### Prompt
Copy out, word for word, the lines from the one containing "banner listed here." through the one containing "[(636, 126)]", including both of those lines.

### Information shown
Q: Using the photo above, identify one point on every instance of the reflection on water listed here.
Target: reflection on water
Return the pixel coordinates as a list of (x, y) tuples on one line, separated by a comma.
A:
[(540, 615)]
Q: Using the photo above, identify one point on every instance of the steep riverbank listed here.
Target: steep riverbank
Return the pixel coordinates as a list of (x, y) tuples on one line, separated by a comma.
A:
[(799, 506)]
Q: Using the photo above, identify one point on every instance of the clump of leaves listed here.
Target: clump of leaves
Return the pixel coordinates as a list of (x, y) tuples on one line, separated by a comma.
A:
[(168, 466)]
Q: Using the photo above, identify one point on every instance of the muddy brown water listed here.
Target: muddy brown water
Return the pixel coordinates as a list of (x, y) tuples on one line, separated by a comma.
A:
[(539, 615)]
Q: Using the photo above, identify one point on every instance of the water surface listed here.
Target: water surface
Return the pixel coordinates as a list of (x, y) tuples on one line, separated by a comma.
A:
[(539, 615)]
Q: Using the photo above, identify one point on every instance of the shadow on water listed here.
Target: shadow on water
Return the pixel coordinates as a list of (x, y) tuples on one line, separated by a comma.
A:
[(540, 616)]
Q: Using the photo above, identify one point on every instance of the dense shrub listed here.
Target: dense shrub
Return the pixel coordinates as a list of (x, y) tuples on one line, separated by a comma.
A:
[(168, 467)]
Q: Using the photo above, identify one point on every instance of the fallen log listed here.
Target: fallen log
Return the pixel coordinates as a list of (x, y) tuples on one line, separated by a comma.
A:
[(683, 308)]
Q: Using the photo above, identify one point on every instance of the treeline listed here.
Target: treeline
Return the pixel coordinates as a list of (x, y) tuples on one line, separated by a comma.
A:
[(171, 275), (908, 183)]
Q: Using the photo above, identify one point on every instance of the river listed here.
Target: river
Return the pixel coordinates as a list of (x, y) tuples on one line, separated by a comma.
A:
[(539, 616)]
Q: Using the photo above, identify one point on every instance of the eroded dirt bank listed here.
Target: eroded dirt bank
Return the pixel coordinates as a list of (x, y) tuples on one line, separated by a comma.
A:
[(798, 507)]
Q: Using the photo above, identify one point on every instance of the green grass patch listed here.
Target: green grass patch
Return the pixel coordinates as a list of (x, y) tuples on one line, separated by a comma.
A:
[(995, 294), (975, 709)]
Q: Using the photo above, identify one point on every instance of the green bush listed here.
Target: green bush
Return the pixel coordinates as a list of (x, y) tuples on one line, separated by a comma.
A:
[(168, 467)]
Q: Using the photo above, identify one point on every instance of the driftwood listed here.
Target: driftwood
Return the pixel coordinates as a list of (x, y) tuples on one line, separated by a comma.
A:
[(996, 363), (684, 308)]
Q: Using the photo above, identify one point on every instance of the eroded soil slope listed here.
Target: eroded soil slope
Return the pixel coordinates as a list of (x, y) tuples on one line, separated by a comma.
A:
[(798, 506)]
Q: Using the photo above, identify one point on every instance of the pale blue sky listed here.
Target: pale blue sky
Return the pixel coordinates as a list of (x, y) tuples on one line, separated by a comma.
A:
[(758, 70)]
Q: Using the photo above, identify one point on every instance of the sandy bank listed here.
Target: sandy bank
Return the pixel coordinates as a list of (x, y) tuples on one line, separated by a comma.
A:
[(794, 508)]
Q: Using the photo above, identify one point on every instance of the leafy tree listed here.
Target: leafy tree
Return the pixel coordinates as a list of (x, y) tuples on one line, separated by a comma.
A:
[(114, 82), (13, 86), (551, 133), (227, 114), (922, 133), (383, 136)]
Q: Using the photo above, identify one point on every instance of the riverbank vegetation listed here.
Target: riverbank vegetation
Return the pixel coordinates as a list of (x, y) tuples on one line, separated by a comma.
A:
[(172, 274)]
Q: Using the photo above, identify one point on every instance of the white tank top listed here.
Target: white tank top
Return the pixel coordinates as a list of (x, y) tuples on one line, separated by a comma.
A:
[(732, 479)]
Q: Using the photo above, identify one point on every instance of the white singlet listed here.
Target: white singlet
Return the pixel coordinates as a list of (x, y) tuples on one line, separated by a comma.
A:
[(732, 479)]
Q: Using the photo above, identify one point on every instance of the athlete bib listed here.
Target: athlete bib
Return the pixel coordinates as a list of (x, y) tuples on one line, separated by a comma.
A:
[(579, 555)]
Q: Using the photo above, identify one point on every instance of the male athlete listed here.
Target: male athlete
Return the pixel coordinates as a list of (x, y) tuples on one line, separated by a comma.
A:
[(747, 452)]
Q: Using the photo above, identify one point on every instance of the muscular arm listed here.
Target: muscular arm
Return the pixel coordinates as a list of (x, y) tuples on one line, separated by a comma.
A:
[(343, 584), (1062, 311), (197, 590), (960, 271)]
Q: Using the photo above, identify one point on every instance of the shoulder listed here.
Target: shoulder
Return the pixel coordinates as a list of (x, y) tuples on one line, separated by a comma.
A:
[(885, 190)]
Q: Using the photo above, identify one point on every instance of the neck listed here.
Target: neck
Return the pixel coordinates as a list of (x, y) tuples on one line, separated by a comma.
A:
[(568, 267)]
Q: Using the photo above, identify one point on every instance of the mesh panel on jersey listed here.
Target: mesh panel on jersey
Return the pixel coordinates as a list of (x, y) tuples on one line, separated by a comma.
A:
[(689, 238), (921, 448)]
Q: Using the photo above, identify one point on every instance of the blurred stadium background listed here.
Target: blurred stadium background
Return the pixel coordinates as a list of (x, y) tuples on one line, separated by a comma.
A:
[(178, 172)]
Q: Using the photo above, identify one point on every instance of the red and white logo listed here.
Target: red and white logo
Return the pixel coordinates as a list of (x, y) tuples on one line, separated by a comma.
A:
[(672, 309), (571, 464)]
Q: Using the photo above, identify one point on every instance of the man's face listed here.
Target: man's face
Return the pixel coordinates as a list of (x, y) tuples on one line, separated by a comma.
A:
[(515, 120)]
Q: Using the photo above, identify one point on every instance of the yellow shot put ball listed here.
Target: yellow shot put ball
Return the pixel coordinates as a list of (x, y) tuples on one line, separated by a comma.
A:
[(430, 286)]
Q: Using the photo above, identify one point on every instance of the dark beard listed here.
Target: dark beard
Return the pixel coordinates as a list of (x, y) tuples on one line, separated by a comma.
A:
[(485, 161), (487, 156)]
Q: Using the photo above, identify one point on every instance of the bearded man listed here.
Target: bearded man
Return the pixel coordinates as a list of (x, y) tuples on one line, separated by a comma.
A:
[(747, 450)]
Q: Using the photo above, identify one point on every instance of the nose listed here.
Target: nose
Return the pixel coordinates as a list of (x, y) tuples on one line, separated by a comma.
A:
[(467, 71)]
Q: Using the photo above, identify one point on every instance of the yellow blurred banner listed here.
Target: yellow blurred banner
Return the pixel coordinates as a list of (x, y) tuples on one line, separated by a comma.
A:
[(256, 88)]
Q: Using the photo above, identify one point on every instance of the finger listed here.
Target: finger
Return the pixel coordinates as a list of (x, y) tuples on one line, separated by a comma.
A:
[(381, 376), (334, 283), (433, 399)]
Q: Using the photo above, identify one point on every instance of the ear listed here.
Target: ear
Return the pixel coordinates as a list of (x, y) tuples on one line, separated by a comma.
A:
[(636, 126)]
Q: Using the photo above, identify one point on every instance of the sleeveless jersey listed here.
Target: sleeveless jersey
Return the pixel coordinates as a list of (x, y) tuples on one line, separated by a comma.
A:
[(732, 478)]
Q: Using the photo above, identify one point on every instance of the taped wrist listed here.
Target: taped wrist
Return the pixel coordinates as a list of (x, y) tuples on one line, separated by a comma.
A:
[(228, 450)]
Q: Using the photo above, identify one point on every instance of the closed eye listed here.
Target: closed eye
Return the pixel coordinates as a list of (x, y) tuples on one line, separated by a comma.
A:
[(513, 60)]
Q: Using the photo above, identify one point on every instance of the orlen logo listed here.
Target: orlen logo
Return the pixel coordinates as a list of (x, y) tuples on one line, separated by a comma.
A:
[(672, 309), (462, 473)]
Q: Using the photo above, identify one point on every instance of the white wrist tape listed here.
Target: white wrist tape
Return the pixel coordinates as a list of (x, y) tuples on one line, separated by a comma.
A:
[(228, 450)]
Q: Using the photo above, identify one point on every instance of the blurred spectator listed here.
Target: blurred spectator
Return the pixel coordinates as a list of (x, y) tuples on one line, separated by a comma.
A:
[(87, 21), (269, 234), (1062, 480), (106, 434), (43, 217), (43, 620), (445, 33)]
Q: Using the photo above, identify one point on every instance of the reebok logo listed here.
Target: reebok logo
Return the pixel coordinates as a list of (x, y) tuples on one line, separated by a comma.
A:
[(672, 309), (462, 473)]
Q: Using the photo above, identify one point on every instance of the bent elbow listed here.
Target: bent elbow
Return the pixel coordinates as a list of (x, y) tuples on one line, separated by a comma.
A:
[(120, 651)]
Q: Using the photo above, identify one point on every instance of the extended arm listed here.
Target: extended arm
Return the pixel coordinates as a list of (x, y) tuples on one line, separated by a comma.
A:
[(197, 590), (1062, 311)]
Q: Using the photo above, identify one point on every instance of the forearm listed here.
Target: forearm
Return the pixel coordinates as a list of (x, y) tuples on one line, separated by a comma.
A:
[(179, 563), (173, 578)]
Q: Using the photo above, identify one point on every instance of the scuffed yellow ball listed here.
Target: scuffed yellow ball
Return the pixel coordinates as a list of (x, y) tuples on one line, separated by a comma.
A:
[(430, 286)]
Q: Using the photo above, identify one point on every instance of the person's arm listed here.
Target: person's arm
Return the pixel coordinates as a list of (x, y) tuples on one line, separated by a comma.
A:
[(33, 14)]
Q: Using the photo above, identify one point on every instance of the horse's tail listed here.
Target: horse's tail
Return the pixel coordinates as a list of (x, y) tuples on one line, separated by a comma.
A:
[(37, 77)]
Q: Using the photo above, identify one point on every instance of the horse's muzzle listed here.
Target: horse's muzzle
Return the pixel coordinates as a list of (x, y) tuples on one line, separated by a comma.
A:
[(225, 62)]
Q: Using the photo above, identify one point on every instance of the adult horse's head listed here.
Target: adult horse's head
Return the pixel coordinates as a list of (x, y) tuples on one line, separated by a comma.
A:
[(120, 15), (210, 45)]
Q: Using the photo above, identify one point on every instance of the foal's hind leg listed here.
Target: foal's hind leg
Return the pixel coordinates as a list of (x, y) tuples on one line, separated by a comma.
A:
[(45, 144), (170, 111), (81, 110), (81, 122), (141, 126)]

### Solution to this task
Q: Using the photo above, identify one point on every instance of the yellow blurred banner listed here.
Target: yellow blurred banner
Return the pixel coordinates as a list of (x, y) tuples on one line, separated by a comma.
A:
[(256, 88)]
Q: Using the photo above, identify one point on every instance of the finger listed here.
Target: finger
Return the pixel coordinates as a list of (x, y) tuples on one line, separated by a comma.
A:
[(381, 376), (334, 283), (433, 399)]
Q: Using the photo above, identify one point on every instance of the ear listed here.
Target: ear
Return the pixel coordinates as a list of (x, y) tuples on one line, separated by a comma.
A:
[(636, 126)]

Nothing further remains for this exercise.